** Task requirements **
Extract the records in full, leaving every picture out.

** Given entries **
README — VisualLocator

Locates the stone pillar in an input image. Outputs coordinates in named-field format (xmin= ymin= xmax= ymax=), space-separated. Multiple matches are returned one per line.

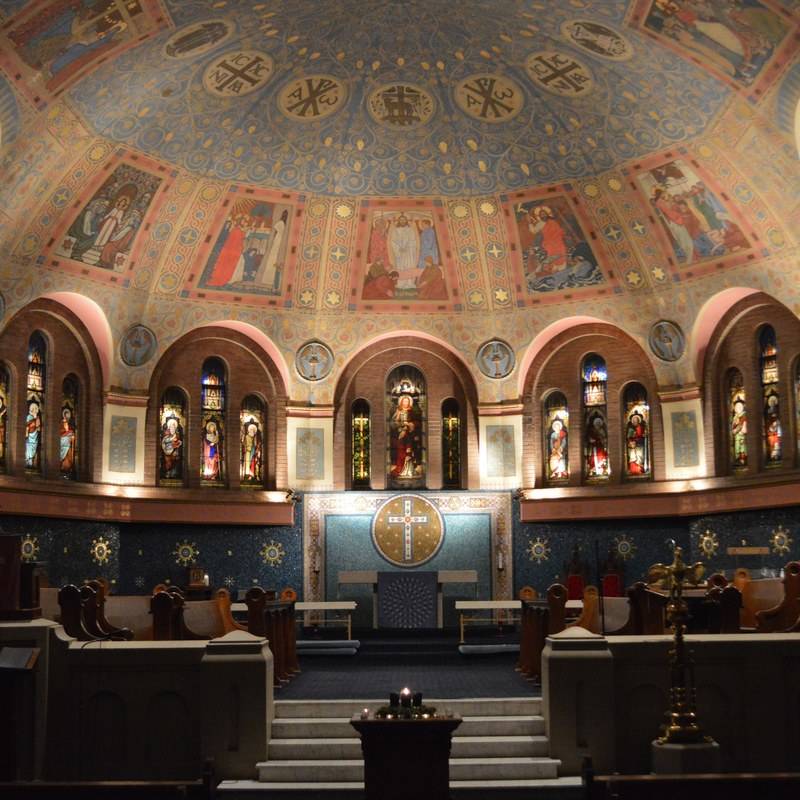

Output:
xmin=541 ymin=627 xmax=615 ymax=775
xmin=201 ymin=630 xmax=274 ymax=780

** Solution for this exercise **
README — VisualLocator

Locates the stone pillar in an input image. Outputs coordinates in named-field format (xmin= ymin= xmax= ymax=), space-separated. Multiple matches are returned one per line.


Output:
xmin=541 ymin=627 xmax=615 ymax=775
xmin=201 ymin=630 xmax=274 ymax=780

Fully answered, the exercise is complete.